** WHAT YOU ARE ASKED TO DO **
Reproduce every line of the records below in full, raising each coordinate value in the point answers by 26. Leave the pictures out of your copy.

+ + +

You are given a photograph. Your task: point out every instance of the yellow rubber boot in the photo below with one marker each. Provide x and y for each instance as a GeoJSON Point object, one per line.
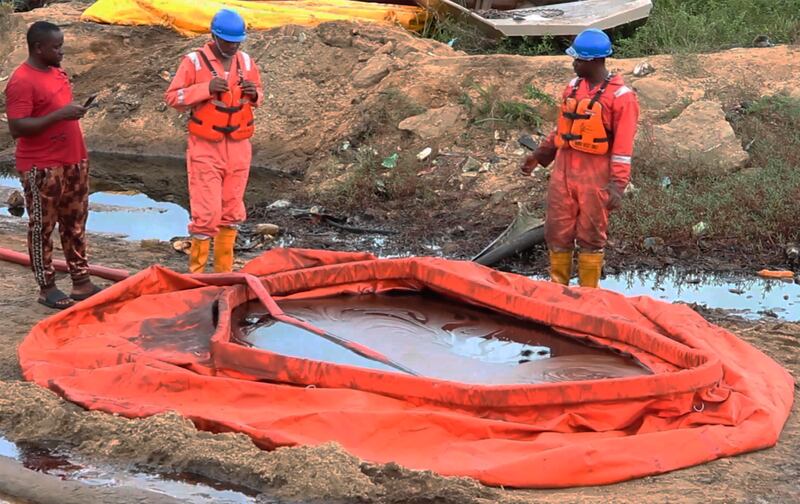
{"type": "Point", "coordinates": [198, 255]}
{"type": "Point", "coordinates": [223, 250]}
{"type": "Point", "coordinates": [560, 267]}
{"type": "Point", "coordinates": [590, 265]}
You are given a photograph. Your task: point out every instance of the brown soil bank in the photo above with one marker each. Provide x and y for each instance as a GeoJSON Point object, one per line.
{"type": "Point", "coordinates": [342, 97]}
{"type": "Point", "coordinates": [326, 473]}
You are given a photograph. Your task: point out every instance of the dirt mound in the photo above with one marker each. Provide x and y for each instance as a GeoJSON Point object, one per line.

+ + +

** CORRECT RESPONSE **
You are given a photograph. Your task: point out every instance of the yellow rubber boot in the photo below with one marker each. Provide x and y for each instance as a GeoJSON Point object, one per line.
{"type": "Point", "coordinates": [224, 281]}
{"type": "Point", "coordinates": [249, 276]}
{"type": "Point", "coordinates": [586, 293]}
{"type": "Point", "coordinates": [616, 291]}
You are given a photograph. Your task: point out every instance of the brown soil bank in the photo above with one marker each. Provide x and y for each instance as a GeoJSON Point object, one per line.
{"type": "Point", "coordinates": [368, 123]}
{"type": "Point", "coordinates": [352, 499]}
You are given a photograph. Your task: point out every instance of the dirt mound in the photo above with one marker each. Provide x and y for each instance as a GeoJSON Point object, one per line.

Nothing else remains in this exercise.